* [EXCERPTED TEXT]
• • • • •

- Other name: Rekha Prasad
- Occupations: Actress; film producer;
- Years active: 2000-2004 2015-present

= Sparsha Rekha =

Indian actress

Rekha, popularly known as Sparsha Rekha, is an Indian film and television actress known for her work in Kannada cinema.

==Career==
Rekha pursued modeling and subsequently appeared in the films Sparsha (2000) and Majestic (2002), both of which were successful.
She decided to take a hiatus in her career to complete her Bachelor's of Business Management degree at Maharani College, Bangalore. During this period, Rekha represented Karnataka in the 4th and 5th Indian national level athletic meets and was an advocate for keeping the environment clean. She turned producer with the film Demo Piece (2020).

• • • • •

* [MATERIAL]
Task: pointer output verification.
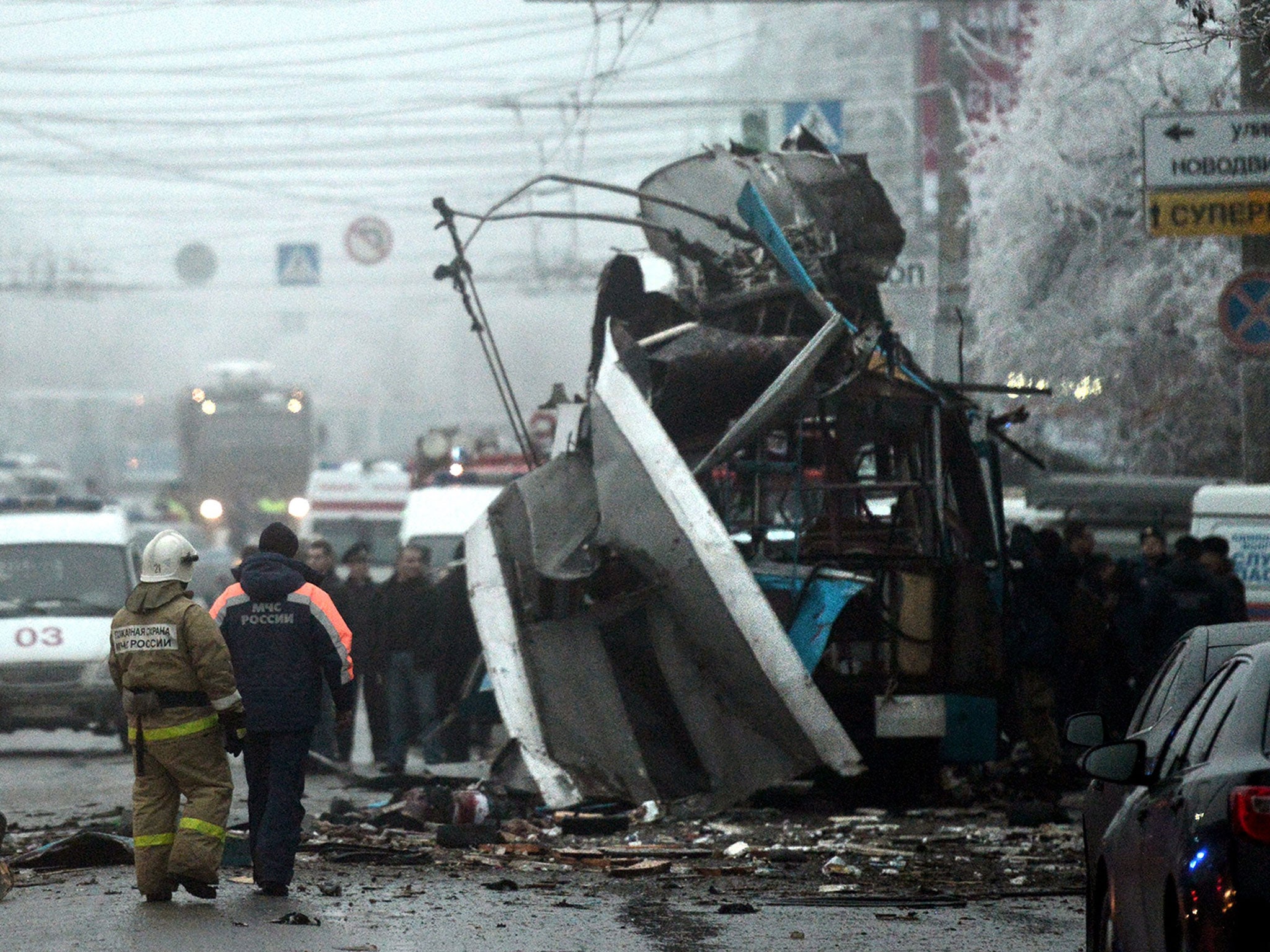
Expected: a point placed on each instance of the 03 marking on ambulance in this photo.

• • • • •

* [TASK DETAILS]
Extract the full Sparsha Rekha profile word for word, from its opening "Other name" line to its final sentence.

* [SOLVED EXERCISE]
- Other name: Rekha Prasad
- Occupations: Actress; film producer;
- Years active: 2000-2004 2015-present

= Sparsha Rekha =

Indian actress

Rekha, popularly known as Sparsha Rekha, is an Indian film and television actress known for her work in Kannada cinema.

==Career==
Rekha pursued modeling and subsequently appeared in the films Sparsha (2000) and Majestic (2002), both of which were successful.
She decided to take a hiatus in her career to complete her Bachelor's of Business Management degree at Maharani College, Bangalore. During this period, Rekha represented Karnataka in the 4th and 5th Indian national level athletic meets and was an advocate for keeping the environment clean. She turned producer with the film Demo Piece (2020).